Exercise description » Where a line below holds the string "paving", that line goes into the answer.

[Source data]
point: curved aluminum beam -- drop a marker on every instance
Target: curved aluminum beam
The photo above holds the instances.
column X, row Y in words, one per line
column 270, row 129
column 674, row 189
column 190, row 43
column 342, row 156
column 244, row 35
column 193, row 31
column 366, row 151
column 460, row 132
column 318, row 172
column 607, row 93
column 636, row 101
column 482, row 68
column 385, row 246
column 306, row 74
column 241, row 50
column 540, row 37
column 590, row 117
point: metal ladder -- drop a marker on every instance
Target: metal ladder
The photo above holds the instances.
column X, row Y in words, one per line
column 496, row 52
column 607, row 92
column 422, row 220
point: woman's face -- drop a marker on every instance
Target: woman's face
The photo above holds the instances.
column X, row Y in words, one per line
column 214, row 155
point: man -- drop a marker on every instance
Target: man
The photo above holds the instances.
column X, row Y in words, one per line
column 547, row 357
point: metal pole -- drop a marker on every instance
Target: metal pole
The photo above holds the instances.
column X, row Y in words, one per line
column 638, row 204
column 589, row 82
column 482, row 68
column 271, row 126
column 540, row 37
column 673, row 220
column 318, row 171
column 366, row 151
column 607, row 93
==
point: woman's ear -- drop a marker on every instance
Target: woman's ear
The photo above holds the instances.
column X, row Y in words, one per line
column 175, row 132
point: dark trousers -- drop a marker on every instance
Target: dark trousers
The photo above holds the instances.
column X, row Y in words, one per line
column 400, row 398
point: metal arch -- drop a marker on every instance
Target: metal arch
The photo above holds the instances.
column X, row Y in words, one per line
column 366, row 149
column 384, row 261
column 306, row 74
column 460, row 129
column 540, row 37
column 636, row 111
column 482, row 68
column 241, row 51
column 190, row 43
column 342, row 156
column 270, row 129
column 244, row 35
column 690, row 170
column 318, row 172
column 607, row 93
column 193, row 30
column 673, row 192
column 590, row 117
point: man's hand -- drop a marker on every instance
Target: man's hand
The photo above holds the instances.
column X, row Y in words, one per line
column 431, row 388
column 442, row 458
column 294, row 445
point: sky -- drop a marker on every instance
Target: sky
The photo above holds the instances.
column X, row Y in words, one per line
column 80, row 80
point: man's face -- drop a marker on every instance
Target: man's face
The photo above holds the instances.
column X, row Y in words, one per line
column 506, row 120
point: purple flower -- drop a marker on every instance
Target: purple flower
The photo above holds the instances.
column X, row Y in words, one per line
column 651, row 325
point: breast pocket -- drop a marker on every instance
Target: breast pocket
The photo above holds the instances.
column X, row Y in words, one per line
==
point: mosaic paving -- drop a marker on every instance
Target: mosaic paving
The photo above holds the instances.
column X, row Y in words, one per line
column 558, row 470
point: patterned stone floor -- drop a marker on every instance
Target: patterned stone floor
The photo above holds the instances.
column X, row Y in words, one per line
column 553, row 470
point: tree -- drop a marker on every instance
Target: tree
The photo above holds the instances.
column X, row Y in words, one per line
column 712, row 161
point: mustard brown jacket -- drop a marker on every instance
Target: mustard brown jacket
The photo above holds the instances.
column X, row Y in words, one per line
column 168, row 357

Completed task »
point: mosaic paving -- drop a marker on every instance
Target: mosaic paving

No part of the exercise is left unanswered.